[Stored data]
____

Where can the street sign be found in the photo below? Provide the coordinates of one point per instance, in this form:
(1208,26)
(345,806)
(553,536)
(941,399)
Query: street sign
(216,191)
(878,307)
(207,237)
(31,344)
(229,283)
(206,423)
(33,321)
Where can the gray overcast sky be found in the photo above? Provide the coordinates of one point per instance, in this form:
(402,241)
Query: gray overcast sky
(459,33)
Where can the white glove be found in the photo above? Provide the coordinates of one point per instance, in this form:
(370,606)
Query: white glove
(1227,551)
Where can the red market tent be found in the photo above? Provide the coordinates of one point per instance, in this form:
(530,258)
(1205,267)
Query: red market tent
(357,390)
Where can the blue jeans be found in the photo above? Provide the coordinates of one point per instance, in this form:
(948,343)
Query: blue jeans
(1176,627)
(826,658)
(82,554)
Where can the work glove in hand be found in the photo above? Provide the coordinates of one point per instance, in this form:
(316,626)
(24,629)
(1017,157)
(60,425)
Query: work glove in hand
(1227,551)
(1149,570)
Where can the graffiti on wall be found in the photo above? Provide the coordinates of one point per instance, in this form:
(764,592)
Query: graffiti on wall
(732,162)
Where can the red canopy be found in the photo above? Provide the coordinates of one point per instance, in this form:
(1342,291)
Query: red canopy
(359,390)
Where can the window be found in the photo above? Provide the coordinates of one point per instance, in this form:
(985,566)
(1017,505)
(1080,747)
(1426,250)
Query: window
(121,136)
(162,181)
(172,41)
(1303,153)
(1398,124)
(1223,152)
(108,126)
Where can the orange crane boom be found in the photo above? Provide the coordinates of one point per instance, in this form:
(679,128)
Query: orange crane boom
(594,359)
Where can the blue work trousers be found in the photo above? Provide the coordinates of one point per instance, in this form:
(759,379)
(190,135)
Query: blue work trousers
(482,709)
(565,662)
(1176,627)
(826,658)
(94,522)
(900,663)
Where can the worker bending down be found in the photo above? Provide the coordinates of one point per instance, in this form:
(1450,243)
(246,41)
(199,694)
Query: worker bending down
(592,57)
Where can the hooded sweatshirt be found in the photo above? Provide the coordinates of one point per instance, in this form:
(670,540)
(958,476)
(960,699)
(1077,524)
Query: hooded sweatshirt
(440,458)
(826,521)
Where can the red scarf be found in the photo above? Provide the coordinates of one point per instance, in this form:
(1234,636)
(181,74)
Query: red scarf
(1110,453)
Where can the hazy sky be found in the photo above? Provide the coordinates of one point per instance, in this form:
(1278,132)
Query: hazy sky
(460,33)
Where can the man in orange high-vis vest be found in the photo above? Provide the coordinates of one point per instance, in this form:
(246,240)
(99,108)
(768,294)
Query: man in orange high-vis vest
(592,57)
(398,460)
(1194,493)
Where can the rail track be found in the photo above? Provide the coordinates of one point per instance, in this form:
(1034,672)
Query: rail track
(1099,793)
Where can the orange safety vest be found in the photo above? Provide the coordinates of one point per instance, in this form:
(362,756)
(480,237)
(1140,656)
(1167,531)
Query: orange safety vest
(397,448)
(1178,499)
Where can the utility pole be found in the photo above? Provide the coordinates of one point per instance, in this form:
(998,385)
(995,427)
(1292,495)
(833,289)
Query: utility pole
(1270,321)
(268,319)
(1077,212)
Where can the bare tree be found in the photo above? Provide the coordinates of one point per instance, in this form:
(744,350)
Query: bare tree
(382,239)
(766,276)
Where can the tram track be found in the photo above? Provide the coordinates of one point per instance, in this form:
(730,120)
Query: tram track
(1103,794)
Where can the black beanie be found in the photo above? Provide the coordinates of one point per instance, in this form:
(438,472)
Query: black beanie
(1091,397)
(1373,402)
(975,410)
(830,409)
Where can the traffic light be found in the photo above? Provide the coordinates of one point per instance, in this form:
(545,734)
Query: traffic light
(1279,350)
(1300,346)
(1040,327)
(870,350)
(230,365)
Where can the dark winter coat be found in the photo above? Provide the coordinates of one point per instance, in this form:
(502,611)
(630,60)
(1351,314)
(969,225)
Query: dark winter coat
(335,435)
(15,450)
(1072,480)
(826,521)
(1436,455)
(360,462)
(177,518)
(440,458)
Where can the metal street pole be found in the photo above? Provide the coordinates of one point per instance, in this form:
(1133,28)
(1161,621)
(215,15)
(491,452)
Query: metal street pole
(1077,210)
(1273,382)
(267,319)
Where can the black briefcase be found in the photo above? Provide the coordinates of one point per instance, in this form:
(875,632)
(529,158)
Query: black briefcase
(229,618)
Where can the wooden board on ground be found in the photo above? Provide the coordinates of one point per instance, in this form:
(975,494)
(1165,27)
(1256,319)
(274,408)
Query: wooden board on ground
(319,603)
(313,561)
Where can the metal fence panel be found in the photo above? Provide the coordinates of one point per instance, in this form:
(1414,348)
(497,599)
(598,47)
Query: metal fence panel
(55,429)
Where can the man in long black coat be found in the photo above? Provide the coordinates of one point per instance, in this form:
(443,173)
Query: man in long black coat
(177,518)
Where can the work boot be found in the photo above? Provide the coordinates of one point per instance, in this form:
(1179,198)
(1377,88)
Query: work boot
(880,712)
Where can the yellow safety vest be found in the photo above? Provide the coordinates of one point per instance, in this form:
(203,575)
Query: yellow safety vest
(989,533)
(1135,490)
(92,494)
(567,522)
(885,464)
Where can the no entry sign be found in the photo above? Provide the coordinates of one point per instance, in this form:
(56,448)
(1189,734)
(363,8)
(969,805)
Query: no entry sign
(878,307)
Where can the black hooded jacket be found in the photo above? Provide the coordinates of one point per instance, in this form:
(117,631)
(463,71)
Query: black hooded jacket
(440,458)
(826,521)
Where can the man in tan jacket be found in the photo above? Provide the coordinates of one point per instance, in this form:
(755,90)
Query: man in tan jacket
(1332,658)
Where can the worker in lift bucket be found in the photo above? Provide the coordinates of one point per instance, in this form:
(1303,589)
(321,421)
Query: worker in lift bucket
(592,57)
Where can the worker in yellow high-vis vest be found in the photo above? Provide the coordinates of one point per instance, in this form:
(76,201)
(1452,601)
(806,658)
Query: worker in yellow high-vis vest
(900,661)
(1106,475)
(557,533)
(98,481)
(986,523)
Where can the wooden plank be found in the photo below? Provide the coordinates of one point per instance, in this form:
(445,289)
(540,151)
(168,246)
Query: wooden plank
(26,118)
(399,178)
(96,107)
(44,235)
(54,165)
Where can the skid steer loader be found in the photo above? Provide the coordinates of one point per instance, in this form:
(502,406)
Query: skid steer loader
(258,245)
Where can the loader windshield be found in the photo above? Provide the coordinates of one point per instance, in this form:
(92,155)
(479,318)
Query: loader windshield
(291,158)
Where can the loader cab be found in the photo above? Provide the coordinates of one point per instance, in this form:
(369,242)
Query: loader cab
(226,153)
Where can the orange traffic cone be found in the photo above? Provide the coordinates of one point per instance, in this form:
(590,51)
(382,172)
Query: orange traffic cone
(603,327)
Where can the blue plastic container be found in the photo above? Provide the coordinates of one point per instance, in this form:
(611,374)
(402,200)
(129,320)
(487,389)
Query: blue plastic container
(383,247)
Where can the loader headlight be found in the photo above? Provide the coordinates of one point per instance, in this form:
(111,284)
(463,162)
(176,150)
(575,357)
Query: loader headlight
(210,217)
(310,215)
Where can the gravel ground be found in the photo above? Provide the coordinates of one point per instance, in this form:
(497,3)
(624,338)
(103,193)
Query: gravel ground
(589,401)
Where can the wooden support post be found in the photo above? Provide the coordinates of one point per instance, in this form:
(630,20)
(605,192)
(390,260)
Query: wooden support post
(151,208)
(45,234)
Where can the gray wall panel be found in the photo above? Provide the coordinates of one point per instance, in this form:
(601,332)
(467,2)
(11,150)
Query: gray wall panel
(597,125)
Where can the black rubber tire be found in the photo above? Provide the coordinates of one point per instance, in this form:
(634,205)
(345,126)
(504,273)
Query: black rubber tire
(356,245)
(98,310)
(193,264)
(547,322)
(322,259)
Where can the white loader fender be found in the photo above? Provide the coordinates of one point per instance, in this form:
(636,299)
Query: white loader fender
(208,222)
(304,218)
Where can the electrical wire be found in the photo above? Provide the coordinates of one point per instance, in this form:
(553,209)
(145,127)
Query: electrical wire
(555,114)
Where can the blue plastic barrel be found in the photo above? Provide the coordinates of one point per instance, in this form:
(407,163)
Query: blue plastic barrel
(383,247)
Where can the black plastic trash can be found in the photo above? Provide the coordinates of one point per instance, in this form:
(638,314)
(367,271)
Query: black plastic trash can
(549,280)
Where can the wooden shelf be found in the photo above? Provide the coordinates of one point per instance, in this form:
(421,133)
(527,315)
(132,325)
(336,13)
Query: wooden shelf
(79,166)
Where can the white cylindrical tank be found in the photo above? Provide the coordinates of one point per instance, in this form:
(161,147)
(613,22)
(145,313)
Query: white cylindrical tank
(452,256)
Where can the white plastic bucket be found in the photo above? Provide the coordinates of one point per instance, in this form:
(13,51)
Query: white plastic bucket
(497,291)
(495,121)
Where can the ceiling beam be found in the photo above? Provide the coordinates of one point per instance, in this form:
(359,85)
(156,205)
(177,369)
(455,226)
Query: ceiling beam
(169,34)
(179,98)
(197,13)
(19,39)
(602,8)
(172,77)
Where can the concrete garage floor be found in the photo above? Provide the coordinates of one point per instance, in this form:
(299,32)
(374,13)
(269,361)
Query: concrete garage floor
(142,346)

____

■ Task requirements: Give back exactly the lines from the line containing "Where can the black plastic" to the end of the entries, and no other lines.

■ Complete output:
Where can the black plastic trash can be found in the photo above? Provide the coordinates of one point per instance, in this form:
(638,314)
(367,271)
Query: black plastic trash can
(549,280)
Where can the wooden shelf be found in the photo above? Provide the coordinates of one point per instance, in this form:
(421,133)
(527,315)
(132,325)
(336,13)
Query: wooden shelf
(79,166)
Where can the white cylindrical tank be found in the photo above? Provide the coordinates of one point per instance, in this form:
(161,147)
(613,22)
(145,313)
Query: white cylindrical tank
(452,256)
Where can the white plastic bucket be found in the photo above? Provide the coordinates of one point per instance, in this form:
(13,51)
Query: white plastic bucket
(497,291)
(495,121)
Where can the ceiling beam be found in the photo above? Provide the coordinates of one point per instance, in this form:
(359,85)
(156,205)
(177,369)
(455,226)
Query: ceiling beam
(169,34)
(179,98)
(197,13)
(19,39)
(602,8)
(172,77)
Where can the concrete garage floor be found in the photo above? Provide the coordinates of one point per instance, in this form:
(299,32)
(374,13)
(269,361)
Query: concrete garage floor
(142,346)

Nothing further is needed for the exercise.